DATASET section start

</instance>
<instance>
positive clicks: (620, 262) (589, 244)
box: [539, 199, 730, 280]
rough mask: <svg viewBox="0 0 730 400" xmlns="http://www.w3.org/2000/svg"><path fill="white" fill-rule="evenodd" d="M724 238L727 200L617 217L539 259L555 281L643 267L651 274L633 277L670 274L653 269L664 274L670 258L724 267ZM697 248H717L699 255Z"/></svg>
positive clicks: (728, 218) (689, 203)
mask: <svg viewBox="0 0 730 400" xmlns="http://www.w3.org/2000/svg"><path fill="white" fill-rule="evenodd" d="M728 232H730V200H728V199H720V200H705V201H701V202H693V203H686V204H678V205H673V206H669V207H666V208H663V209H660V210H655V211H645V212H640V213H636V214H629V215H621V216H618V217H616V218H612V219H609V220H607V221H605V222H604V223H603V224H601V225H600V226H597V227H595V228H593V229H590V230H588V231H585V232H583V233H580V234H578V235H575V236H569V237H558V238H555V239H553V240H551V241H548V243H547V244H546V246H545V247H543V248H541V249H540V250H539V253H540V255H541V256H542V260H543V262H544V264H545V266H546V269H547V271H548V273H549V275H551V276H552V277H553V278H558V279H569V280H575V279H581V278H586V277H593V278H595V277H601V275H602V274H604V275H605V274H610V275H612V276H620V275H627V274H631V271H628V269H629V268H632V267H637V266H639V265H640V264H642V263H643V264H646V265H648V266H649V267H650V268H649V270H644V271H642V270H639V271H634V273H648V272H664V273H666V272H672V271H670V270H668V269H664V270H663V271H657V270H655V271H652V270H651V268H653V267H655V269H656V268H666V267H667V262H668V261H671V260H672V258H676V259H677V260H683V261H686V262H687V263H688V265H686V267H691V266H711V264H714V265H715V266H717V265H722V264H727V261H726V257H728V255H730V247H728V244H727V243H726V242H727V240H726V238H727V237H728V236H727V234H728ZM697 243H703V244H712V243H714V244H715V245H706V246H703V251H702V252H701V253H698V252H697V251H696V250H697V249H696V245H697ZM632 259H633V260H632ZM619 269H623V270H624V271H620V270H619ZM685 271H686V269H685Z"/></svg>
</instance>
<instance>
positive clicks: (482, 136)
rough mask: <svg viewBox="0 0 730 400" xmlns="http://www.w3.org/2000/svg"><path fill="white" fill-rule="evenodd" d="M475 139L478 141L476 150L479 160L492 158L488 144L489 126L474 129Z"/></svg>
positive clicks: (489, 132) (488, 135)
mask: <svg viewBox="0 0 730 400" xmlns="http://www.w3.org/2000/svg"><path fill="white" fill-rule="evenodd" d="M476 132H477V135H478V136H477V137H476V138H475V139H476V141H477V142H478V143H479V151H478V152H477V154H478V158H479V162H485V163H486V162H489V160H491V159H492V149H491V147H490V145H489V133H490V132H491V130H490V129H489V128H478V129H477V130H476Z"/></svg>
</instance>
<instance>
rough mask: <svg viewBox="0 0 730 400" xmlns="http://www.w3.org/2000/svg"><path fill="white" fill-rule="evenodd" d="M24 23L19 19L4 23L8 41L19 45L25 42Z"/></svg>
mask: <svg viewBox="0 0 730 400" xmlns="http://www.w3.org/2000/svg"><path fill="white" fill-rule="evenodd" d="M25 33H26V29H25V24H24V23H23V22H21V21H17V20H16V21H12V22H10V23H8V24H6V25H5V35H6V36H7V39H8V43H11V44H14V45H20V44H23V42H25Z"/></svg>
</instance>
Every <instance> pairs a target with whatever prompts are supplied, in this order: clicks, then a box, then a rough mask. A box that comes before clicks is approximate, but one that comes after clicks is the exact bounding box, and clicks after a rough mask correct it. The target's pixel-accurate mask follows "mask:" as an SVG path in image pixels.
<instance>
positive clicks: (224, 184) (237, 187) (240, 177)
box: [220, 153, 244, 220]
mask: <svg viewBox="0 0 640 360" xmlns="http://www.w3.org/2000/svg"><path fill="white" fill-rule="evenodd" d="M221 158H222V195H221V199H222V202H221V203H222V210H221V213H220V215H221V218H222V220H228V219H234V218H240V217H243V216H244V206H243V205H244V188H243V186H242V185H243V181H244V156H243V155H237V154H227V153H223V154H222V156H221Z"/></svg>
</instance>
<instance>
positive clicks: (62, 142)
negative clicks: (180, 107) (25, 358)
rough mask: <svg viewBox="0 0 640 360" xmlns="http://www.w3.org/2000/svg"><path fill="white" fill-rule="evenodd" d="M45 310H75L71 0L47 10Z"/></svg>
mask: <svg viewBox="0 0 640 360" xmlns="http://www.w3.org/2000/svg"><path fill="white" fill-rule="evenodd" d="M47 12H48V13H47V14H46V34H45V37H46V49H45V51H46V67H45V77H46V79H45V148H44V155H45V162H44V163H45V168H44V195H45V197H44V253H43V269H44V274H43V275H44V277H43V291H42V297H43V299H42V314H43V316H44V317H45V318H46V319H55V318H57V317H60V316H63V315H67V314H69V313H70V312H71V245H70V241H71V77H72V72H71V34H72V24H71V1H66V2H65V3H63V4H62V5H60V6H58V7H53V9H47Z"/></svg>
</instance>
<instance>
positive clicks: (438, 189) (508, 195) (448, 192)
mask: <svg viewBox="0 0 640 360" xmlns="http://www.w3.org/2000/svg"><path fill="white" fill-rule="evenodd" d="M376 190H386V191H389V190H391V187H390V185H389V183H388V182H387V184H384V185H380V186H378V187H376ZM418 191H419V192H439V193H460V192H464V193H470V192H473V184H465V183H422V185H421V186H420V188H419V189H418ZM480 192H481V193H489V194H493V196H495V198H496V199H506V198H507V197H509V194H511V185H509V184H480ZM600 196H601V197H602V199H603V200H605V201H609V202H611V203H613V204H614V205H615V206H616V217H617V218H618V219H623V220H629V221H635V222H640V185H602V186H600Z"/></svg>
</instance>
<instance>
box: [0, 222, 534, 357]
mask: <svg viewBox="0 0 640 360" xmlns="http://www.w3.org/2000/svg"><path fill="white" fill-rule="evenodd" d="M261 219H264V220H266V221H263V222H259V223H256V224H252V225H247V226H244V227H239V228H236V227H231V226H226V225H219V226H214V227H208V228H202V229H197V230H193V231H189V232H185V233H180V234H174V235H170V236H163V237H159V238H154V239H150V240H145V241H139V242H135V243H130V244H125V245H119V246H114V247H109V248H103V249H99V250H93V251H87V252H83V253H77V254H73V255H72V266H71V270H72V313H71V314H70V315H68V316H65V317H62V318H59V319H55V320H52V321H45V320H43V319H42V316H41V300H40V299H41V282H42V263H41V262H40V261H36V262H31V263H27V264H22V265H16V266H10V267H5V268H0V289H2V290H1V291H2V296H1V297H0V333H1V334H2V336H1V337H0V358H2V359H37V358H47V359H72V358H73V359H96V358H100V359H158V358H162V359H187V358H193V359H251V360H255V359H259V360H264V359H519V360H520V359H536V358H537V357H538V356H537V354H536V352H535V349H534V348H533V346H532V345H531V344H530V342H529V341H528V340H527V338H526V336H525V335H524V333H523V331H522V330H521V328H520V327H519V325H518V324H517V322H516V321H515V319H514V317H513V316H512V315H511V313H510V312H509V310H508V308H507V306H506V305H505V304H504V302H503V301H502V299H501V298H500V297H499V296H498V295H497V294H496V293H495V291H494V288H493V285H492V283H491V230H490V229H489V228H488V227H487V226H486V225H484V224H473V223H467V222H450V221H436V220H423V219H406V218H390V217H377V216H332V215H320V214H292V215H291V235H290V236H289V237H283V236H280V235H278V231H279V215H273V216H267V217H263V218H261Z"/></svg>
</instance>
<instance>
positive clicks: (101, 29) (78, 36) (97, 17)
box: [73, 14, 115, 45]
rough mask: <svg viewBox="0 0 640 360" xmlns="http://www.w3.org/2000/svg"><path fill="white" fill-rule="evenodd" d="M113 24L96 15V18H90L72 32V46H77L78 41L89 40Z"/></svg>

DATASET section end

— DIRECTIVE —
Quote the entries above from their first line through the line containing "box: [539, 199, 730, 280]", including both of those lines.

— WRITTEN ANSWER —
</instance>
<instance>
positive clicks: (620, 262) (589, 244)
box: [539, 199, 730, 280]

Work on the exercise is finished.